◆ YOUR TASKS
• A. Answer these questions using the candlestick article:
(i) What did one unit in Google's 2012 network respond strongly to?
(ii) Roughly how many labeled ImageNet images was AlexNet trained on?
(iii) What top-5 test error did the runner-up achieve in the 2012 ImageNet competition?
• B. Return the passage of the candlestick article starting at "by Martin Russmann" and ending at "engineering. (Google Research)".
• C. Resume the article on teaching a machine to read candlesticks from the point where it stops.

## START TEXT

Teaching a Machine to Read Candlesticks

by Martin Russmann

How a Convolutional Neural Network Learns to Predict Stock Movement from Raw Price Data

The cat came first. In 2012, a massive neural network trained by Google on millions of unlabeled YouTube frames developed a neuron that responded strongly to cat faces. It had not been given a handcrafted definition of a cat. No engineer had specified whiskers, ears, or fur as symbolic rules. The system had simply been exposed to enough visual regularity that one internal unit became selectively responsive to one of the internet’s most overrepresented objects. The moment mattered not because a machine had literally never recognized a cat before, but because it indicated that high-level visual structure could emerge from data, scale, and optimization rather than manual feature engineering. (Google Research)

A few months later, AlexNet did something different, and in practical terms, even more consequential. It was not an unsupervised cat discoverer. It was a supervised deep convolutional network trained on roughly 1.2 million labeled ImageNet images spanning 1,000 classes. In the 2012 ImageNet competition, it achieved a top-5 test error of 15.3%, compared with 26.2% for the runner-up. That was not an incremental improvement. It was a discontinuity large enough to reset the field’s expectations about what neural networks could do in vision. (NeurIPS Proceedings)

## END TEXT
## START RECORDS SHOWN

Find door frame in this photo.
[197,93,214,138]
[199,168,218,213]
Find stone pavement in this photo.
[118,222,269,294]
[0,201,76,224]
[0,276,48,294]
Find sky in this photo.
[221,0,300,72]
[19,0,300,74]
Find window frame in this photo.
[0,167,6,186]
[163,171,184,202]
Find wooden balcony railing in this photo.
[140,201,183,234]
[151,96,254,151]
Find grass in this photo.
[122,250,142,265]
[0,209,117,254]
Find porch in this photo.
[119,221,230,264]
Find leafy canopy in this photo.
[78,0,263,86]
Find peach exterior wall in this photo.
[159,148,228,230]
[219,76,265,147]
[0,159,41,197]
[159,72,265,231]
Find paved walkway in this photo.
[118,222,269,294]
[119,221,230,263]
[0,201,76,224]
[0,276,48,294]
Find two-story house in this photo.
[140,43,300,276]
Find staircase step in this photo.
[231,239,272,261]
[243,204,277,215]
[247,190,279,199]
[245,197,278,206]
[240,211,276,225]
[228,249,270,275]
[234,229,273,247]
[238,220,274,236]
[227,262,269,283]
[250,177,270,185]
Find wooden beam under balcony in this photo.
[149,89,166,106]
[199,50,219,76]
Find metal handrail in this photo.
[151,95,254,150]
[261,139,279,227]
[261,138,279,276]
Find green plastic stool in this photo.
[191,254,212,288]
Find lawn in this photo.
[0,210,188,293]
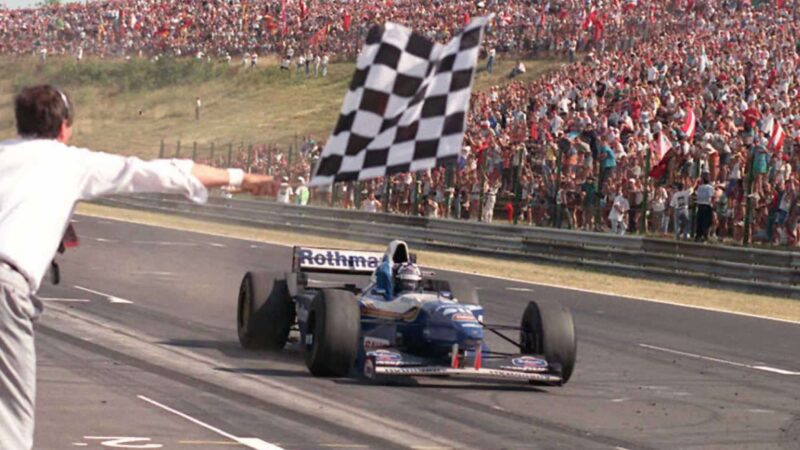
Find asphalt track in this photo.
[36,217,800,450]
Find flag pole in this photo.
[639,145,651,234]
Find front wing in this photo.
[375,366,562,384]
[362,346,563,385]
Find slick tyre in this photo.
[520,301,578,383]
[236,271,295,350]
[305,289,361,377]
[449,280,480,305]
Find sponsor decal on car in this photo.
[367,350,403,366]
[436,305,478,322]
[501,356,549,372]
[295,247,383,272]
[450,312,478,322]
[364,336,392,350]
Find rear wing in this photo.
[292,246,384,275]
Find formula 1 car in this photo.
[236,241,577,385]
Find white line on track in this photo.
[639,344,800,375]
[72,285,133,305]
[131,241,198,247]
[136,395,283,450]
[76,215,800,325]
[39,297,90,303]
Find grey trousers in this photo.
[0,262,42,450]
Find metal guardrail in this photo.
[90,195,800,298]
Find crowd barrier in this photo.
[90,195,800,298]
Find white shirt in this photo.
[669,189,692,210]
[361,198,378,212]
[608,194,631,221]
[0,139,208,292]
[278,182,294,203]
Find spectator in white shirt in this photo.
[0,86,274,449]
[278,177,294,205]
[361,192,381,212]
[669,183,692,239]
[608,187,631,235]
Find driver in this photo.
[394,263,422,295]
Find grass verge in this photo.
[77,203,800,322]
[0,57,561,158]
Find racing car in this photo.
[236,241,577,385]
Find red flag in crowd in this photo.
[531,119,539,141]
[650,149,675,179]
[580,6,597,31]
[767,119,786,152]
[342,11,353,31]
[300,0,308,20]
[281,0,288,34]
[308,22,330,45]
[650,131,672,162]
[681,107,697,142]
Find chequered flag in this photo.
[310,17,489,186]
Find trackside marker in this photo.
[639,344,800,375]
[136,395,283,450]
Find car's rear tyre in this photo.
[305,289,361,377]
[236,271,295,350]
[520,301,578,383]
[449,280,480,305]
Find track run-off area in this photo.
[35,216,800,450]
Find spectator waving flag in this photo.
[681,107,697,142]
[650,131,672,162]
[311,17,490,186]
[767,119,786,152]
[622,0,639,13]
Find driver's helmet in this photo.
[394,263,422,293]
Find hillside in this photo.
[0,57,560,157]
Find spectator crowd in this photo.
[0,0,656,64]
[6,0,800,245]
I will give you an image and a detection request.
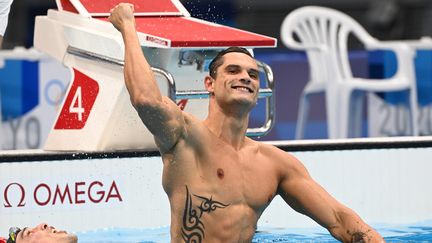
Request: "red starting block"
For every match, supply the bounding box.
[34,0,276,151]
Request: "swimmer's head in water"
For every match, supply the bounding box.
[7,223,78,243]
[209,46,253,79]
[7,227,21,243]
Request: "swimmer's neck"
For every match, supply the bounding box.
[203,108,249,150]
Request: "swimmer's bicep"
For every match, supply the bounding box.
[279,157,341,228]
[137,97,185,150]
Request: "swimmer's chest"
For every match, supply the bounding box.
[196,144,278,210]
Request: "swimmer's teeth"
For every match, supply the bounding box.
[236,87,250,92]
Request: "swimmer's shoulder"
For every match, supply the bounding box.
[255,141,300,165]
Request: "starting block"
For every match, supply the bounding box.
[34,0,276,151]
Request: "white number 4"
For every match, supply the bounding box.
[69,86,85,121]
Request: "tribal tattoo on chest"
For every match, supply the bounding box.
[182,185,229,243]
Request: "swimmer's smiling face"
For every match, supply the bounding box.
[16,223,78,243]
[208,52,259,110]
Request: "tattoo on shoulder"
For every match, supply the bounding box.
[182,185,229,243]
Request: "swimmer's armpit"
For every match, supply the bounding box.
[182,185,229,242]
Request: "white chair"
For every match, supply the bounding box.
[281,6,418,139]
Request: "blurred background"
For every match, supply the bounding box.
[0,0,432,149]
[4,0,432,49]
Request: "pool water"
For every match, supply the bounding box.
[77,221,432,243]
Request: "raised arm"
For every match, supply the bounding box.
[278,154,384,242]
[109,3,185,153]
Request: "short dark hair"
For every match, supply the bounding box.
[209,46,253,78]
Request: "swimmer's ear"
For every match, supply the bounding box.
[204,75,215,94]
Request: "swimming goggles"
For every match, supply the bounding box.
[6,227,21,243]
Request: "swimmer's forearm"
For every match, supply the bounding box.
[122,22,162,107]
[329,212,384,243]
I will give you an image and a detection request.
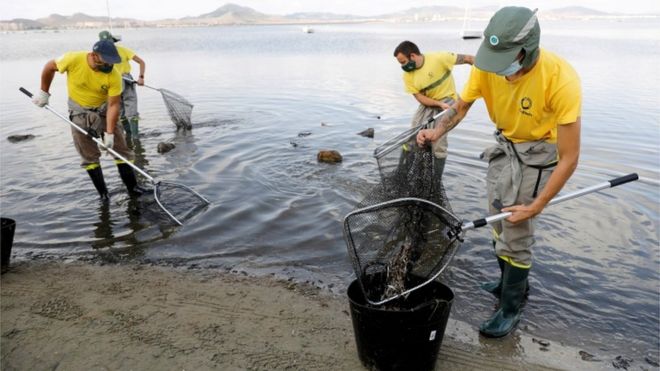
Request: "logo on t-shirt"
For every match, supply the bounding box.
[520,97,532,116]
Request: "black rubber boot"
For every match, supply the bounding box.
[120,117,131,140]
[128,117,139,139]
[479,264,529,338]
[87,166,110,201]
[117,163,143,197]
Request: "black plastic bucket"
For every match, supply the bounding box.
[348,280,454,371]
[0,218,16,273]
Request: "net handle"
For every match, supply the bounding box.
[374,110,449,158]
[121,76,160,91]
[461,173,639,231]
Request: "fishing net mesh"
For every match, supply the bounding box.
[159,89,193,130]
[154,182,208,223]
[344,131,462,303]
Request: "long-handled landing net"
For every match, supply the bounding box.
[344,115,637,306]
[344,138,461,305]
[19,88,209,225]
[124,77,193,130]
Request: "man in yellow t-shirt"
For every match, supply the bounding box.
[417,7,582,337]
[99,31,146,141]
[33,40,141,201]
[394,41,474,181]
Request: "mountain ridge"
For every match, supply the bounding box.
[0,3,658,31]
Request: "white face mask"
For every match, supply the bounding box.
[495,60,522,76]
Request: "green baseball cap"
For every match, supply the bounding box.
[474,6,541,72]
[99,31,121,43]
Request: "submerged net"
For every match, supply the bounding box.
[159,89,193,130]
[344,129,462,305]
[154,182,209,225]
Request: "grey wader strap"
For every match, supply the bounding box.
[67,98,108,138]
[419,70,451,94]
[492,130,558,210]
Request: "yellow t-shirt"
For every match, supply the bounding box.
[55,51,122,108]
[115,44,135,75]
[403,52,456,100]
[461,49,582,143]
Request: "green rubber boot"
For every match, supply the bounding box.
[481,240,529,299]
[479,264,529,338]
[120,117,131,140]
[481,256,506,298]
[128,117,140,139]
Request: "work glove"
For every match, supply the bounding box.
[32,90,50,107]
[99,133,115,153]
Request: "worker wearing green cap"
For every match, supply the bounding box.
[417,7,582,337]
[99,31,146,142]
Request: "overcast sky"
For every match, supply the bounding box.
[0,0,660,20]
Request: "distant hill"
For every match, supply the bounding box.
[0,3,648,31]
[284,12,370,21]
[37,13,143,28]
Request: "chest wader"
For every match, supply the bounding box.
[68,103,110,202]
[69,99,143,201]
[479,133,557,337]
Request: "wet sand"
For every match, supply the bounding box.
[0,261,612,371]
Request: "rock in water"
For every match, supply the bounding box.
[158,142,176,153]
[7,134,34,143]
[316,150,343,164]
[358,128,374,138]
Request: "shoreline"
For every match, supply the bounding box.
[0,261,612,370]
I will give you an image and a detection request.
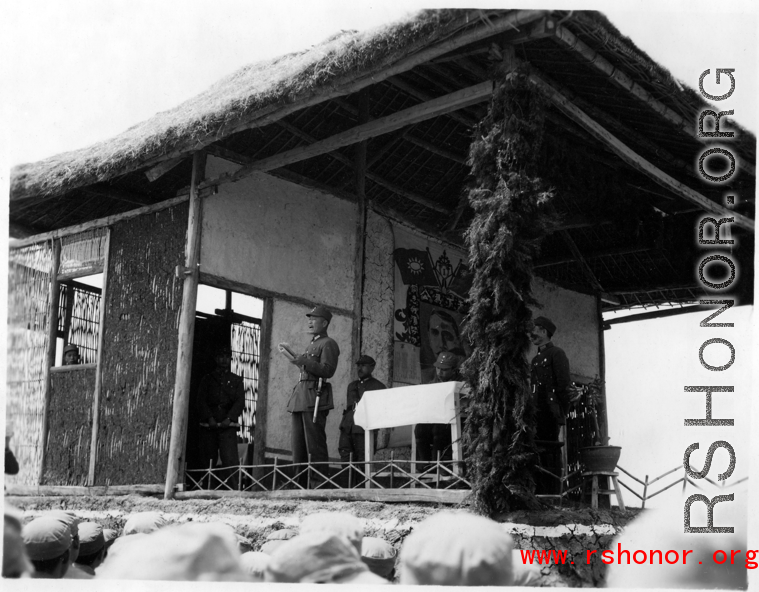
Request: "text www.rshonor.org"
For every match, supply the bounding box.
[519,543,759,569]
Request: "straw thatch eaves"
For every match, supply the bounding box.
[10,10,756,308]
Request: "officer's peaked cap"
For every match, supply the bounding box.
[435,352,459,370]
[306,305,332,322]
[533,317,556,337]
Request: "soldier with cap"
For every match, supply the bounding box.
[282,306,340,485]
[337,354,387,462]
[414,352,464,463]
[530,317,572,493]
[75,522,108,576]
[198,345,245,489]
[63,343,79,366]
[21,516,71,579]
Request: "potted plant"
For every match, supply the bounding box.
[580,376,622,472]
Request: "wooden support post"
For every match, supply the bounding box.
[640,475,648,510]
[364,430,374,489]
[351,91,369,363]
[86,228,111,487]
[37,239,61,485]
[163,151,206,499]
[253,298,274,465]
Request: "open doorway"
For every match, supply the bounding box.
[187,284,264,480]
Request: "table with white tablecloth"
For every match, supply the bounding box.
[354,382,466,487]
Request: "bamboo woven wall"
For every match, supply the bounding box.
[95,204,188,485]
[6,243,53,485]
[42,366,95,485]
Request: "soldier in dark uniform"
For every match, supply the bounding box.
[63,343,80,366]
[337,355,387,462]
[414,352,464,463]
[287,306,340,485]
[530,317,572,493]
[198,346,245,489]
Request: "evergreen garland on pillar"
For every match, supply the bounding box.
[462,69,555,515]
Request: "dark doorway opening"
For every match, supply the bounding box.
[186,284,263,486]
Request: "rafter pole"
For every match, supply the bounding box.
[529,72,754,232]
[163,150,206,499]
[553,26,756,175]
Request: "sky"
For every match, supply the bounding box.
[0,0,759,524]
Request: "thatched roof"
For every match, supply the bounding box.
[11,10,477,197]
[10,10,756,306]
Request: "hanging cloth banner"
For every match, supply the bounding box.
[393,225,472,384]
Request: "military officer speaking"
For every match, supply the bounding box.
[280,306,340,486]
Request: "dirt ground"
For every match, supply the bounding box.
[6,495,640,587]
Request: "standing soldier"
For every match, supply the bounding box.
[283,306,340,486]
[530,317,572,494]
[337,355,387,472]
[198,345,245,489]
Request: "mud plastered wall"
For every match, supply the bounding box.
[266,300,355,458]
[42,365,95,485]
[527,278,601,379]
[354,211,393,386]
[95,204,188,485]
[200,169,356,312]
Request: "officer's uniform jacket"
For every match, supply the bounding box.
[287,332,340,413]
[340,376,387,434]
[198,371,245,422]
[530,341,571,424]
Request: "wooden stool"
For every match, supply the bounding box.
[582,471,625,510]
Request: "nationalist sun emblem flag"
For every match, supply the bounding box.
[393,249,438,286]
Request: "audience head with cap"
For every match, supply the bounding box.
[530,317,556,347]
[3,503,34,578]
[300,512,364,556]
[98,522,248,581]
[240,551,270,582]
[264,530,388,585]
[76,522,108,570]
[400,512,514,586]
[46,510,81,564]
[21,516,71,579]
[361,537,396,582]
[124,512,166,536]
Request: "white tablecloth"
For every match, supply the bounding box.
[353,382,464,430]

## END RECORDS SHOWN

◆ WRITTEN ANSWERS
• A.
(i) Cat faces.
(ii) Roughly 1.2 million.
(iii) 26.2%.

• B.
by Martin Russmann

How a Convolutional Neural Network Learns to Predict Stock Movement from Raw Price Data

The cat came first. In 2012, a massive neural network trained by Google on millions of unlabeled YouTube frames developed a neuron that responded strongly to cat faces. It had not been given a handcrafted definition of a cat. No engineer had specified whiskers, ears, or fur as symbolic rules. The system had simply been exposed to enough visual regularity that one internal unit became selectively responsive to one of the internet’s most overrepresented objects. The moment mattered not because a machine had literally never recognized a cat before, but because it indicated that high-level visual structure could emerge from data, scale, and optimization rather than manual feature engineering. (Google Research)

• C.
The core idea behind that victory was the convolutional layer. Rather than asking a model to understand an entire image as an undifferentiated block of pixels, convolution lets it learn local structure first: edges, corners, and textures, and then progressively higher-order compositions as depth increases. In one domain, those compositions become faces, dogs, and cats. In another, they can become breakouts, reversals, compressions, and cascades. This post is about what happens when that same machinery is turned away from photographs and aimed at a different kind of visual object: the recent price history of a stock.

I. The Idea

A candlestick chart is a picture. Not metaphorically. Literally. Each trading day emits a small packet of structure: Open, High, Low, Close, and Volume. When enough of those packets are lined up in sequence, human traders begin to perceive shapes. Some of those shapes are folklore. Some are overfit superstitions. But some are compressed descriptions of changing order flow, shifting participation, volatility contraction, failed continuation, or asymmetric response to information.

The question is whether a convolutional neural network can learn to read such patterns directly from raw market data.

The formulation is simple. Take the last (W) trading days of a stock’s history and arrange the five observable channels into a matrix

\[ \mathbf{X} \in \mathbb{R}^{C \times W}, \]

where (C = 5) corresponds to OHLCV and (W) is the lookback window in trading days.

The rows are not pixel intensities but market dimensions. The columns are not spatial coordinates but successive time steps. The model receives this matrix and answers a single question:

Will the stock price be higher or lower after (H) trading days?

That is the whole problem. Binary classification. Up or down. Everything else is architecture, estimation, normalization, and the long war against noise.

II. Why Convolution?

A fully connected network would treat each input coordinate as structurally unrelated to the others unless it learned those relationships from scratch. Day 7 and day 8 would arrive merely as neighboring numbers, not as adjacent moments in a process. The model would have to rediscover that nearby observations are often related, that trends exist, that reversals are local phenomena before they become global ones, and that price and volume form patterns over short spans rather than in isolated points.

A convolutional layer imposes a more appropriate prior: nearby observations tend to matter together.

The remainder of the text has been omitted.